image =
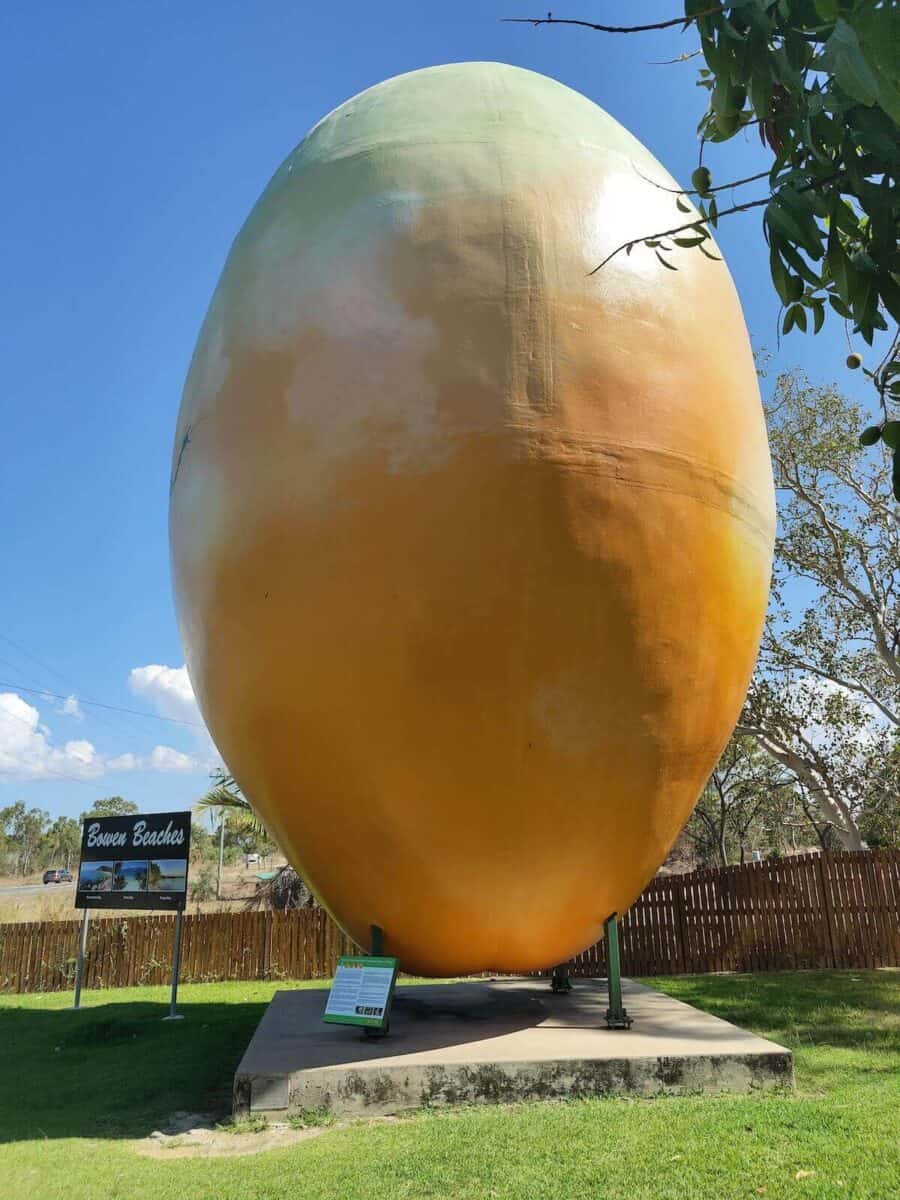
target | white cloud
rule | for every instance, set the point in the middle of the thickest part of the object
(28, 753)
(166, 759)
(27, 750)
(169, 691)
···
--- TASK REQUIREMENTS ---
Images in the data above are to be skipped. Retype all other material exactly.

--- EXERCISE ANSWER ---
image =
target | white cloud
rule | for every instance, set the point in the middle of the thickest part of the object
(28, 753)
(166, 759)
(27, 750)
(169, 691)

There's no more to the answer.